To do:
From the passage on policing and crime in South Africa, reproduce word for word the stretch that opens with the words containing "It does seem" and closes with "the ANC regime.".
───── Document passage
It does seem from the above as though Afrikaners and most persons from ethnic European descent, are beginning to see the value of a united front to resist the ANC regime.
Interaction and Conflict
There was still something else that bothered me, that I felt needed to addressed – Nobody bothered to ask the question whether the possibility – that conflict may follow as a result of interaction between the alliance, and the ANC police force or the Community Police Forum – may exist
I took the question to Col Jooste and he responded as follows:
“Look we do have a working relationship with the Police, our commando in Rustenburg has a very good relationship with the local CPF – indeed most of our commando’s all over the country are working closely with them and the police”
In response to the same inquiry, a member of the CPF command structure, had this to say when asked how the situation should be dealt with, if members from multiple organizations responds to the same incident:
” At the end of the day”… “everyone must extract themselves from the scene” … ( excluding emergency personnel and the Police) … “to allow the police to do their work”.
“We still live in a democracy…” (with a functional government) …”where the courts and police go hand in hand” …. (to protect society and secure justice). The CPF’s role is, to secure the scene until the police arrive to take control”.
It seems a s though every thing is falling in place for a massive onslaught against crime in our country as portrayed by the willingness by all parties to make this work. There is however one other major problem.
Storm Clouds Gathering
How long will we still be able to enjoy the benefits of a ‘functional government’ when many writers are already referring to South Africa as a ‘failing’ or a ‘failed state’? Politicsweb -Documenting South Africa`s decline. It is well documented how this government is failing its citizens in various ways and across almost all government departments. Service delivery protests are a common sight and hundreds of people have already lost their lives because of police action and in police custody.
──────────
───── Records provided
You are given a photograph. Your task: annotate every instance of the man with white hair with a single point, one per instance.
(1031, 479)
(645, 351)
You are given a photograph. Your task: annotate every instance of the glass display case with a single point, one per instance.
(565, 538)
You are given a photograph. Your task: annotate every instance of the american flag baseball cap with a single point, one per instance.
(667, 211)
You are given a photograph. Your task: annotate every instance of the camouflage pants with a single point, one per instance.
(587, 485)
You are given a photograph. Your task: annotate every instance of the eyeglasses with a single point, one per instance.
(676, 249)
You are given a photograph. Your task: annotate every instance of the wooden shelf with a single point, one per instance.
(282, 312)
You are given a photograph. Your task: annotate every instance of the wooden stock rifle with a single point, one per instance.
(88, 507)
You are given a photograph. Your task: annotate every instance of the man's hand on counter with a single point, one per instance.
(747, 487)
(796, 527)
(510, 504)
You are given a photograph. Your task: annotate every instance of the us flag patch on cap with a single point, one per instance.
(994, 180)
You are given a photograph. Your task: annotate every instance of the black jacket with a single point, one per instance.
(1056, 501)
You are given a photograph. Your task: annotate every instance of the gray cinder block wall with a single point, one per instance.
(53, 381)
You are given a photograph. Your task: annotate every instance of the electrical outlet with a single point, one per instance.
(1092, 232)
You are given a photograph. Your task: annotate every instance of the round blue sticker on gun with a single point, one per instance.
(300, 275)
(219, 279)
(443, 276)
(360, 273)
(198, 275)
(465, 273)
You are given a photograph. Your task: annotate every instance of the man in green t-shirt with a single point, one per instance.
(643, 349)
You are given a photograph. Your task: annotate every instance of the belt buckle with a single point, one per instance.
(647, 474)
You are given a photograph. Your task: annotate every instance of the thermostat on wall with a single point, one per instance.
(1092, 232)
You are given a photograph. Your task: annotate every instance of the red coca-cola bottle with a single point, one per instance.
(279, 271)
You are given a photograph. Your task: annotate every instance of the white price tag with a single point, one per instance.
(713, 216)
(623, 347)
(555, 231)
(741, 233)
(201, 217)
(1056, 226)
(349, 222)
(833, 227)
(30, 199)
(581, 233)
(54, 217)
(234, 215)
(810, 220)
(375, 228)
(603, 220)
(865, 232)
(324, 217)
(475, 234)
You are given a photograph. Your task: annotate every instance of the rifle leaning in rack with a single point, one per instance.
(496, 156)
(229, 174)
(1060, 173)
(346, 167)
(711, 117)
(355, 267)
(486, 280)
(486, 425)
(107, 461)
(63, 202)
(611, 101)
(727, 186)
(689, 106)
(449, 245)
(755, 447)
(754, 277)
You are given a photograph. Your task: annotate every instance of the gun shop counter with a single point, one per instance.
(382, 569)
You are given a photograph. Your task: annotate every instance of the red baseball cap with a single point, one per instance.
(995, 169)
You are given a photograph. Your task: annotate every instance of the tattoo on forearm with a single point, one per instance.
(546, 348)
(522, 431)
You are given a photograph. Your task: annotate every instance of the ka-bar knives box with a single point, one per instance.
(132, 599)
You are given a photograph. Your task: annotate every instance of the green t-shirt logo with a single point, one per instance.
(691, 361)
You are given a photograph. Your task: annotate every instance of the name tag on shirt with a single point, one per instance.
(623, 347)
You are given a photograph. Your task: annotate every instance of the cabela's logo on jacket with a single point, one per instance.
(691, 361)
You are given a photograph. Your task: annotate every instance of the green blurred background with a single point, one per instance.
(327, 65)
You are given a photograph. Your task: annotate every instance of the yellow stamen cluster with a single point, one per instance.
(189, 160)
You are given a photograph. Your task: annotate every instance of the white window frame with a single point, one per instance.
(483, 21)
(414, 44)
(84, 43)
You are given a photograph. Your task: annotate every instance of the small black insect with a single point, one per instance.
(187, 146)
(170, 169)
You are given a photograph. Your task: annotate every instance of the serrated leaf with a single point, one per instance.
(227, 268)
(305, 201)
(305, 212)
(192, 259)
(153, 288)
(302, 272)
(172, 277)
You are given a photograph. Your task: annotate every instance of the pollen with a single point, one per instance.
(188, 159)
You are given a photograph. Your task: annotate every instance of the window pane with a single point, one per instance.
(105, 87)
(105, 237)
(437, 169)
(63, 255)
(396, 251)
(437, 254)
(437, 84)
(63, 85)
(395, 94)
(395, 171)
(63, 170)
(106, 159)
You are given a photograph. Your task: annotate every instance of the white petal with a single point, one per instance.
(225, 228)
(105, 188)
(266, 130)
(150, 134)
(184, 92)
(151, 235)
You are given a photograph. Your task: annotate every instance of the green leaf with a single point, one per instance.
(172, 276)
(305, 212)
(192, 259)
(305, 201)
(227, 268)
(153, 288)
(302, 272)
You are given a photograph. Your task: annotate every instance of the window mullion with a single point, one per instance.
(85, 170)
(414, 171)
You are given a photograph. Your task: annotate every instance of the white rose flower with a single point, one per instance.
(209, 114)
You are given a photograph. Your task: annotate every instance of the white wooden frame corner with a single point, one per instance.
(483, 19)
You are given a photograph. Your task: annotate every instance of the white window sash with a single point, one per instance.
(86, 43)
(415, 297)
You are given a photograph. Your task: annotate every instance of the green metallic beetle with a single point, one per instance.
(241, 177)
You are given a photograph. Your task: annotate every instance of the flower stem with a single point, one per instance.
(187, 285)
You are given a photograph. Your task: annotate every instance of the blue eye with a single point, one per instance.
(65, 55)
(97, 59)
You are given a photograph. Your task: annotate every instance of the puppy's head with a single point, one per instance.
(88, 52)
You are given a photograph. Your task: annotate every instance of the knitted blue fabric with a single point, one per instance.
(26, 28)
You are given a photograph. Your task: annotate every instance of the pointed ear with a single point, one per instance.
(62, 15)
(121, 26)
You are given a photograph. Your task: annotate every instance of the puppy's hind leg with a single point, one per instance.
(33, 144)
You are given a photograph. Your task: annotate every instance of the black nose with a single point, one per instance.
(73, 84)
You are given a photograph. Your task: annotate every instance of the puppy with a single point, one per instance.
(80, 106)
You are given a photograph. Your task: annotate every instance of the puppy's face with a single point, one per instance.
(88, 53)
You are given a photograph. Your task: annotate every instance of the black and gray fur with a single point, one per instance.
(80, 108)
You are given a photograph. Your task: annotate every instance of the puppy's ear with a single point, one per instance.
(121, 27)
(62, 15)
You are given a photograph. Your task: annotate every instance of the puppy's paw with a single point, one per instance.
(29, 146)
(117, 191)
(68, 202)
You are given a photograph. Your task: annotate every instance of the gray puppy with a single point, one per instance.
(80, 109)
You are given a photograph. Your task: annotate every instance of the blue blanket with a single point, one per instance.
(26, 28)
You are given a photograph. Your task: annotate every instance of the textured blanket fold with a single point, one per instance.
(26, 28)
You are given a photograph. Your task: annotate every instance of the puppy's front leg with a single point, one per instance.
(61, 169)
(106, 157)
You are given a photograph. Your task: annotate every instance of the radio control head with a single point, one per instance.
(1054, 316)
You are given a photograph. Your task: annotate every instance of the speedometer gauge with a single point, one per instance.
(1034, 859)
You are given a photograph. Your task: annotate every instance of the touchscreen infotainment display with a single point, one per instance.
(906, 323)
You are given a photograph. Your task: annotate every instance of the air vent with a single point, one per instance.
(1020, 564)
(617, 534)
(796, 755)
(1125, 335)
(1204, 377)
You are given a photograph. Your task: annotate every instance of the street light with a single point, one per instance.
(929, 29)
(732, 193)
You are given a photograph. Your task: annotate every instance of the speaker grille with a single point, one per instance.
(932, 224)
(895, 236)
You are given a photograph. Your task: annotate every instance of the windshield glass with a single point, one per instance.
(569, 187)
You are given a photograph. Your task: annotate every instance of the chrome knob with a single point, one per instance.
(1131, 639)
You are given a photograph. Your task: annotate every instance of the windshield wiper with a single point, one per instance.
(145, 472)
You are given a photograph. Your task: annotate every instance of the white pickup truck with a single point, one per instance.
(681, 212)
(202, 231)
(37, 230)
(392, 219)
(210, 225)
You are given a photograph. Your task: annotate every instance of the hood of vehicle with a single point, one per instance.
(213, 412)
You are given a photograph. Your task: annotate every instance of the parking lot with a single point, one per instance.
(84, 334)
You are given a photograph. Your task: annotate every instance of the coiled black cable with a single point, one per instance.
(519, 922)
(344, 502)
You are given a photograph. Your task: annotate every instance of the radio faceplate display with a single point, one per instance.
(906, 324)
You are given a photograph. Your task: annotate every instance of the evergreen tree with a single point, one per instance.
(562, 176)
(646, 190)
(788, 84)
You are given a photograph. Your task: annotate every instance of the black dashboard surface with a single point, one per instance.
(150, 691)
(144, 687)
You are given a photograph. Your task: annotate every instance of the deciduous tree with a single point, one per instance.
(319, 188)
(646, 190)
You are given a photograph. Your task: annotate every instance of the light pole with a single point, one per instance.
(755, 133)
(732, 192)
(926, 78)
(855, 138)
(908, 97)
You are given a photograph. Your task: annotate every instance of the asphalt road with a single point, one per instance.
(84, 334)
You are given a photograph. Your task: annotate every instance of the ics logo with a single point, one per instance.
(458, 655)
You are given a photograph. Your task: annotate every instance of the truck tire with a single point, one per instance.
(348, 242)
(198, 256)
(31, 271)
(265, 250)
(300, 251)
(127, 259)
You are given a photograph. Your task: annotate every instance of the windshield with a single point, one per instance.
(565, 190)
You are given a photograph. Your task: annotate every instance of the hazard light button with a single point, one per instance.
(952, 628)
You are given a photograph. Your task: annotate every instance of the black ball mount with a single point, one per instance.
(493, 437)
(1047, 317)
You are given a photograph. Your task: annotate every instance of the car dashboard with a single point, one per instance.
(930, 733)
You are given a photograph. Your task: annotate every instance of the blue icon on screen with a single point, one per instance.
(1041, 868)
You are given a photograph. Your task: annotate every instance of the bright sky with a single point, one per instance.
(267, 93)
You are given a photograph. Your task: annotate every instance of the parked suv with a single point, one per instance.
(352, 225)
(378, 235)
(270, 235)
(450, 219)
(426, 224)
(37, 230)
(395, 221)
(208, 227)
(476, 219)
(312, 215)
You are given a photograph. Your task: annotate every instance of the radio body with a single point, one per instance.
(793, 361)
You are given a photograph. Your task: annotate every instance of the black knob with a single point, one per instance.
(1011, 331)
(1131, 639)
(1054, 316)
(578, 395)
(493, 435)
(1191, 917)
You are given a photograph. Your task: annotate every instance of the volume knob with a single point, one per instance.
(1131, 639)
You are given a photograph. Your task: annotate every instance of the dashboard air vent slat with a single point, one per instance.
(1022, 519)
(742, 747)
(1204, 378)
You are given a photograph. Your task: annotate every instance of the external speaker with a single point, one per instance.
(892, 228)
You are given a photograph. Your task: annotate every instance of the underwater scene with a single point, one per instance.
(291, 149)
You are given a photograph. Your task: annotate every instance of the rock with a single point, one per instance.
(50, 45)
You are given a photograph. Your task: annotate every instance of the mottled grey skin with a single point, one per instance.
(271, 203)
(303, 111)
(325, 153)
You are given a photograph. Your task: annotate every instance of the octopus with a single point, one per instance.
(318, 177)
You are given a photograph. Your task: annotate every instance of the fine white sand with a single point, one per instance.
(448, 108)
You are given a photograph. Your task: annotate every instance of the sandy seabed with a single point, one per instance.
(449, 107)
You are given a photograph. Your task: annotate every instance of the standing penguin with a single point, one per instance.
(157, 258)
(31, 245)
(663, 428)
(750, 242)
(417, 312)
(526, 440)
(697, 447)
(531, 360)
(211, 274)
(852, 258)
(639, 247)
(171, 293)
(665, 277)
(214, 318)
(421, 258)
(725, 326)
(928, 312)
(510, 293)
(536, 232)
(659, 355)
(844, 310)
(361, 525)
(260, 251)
──────────
Answer to the problem:
It does seem from the above as though Afrikaners and most persons from ethnic European descent, are beginning to see the value of a united front to resist the ANC regime.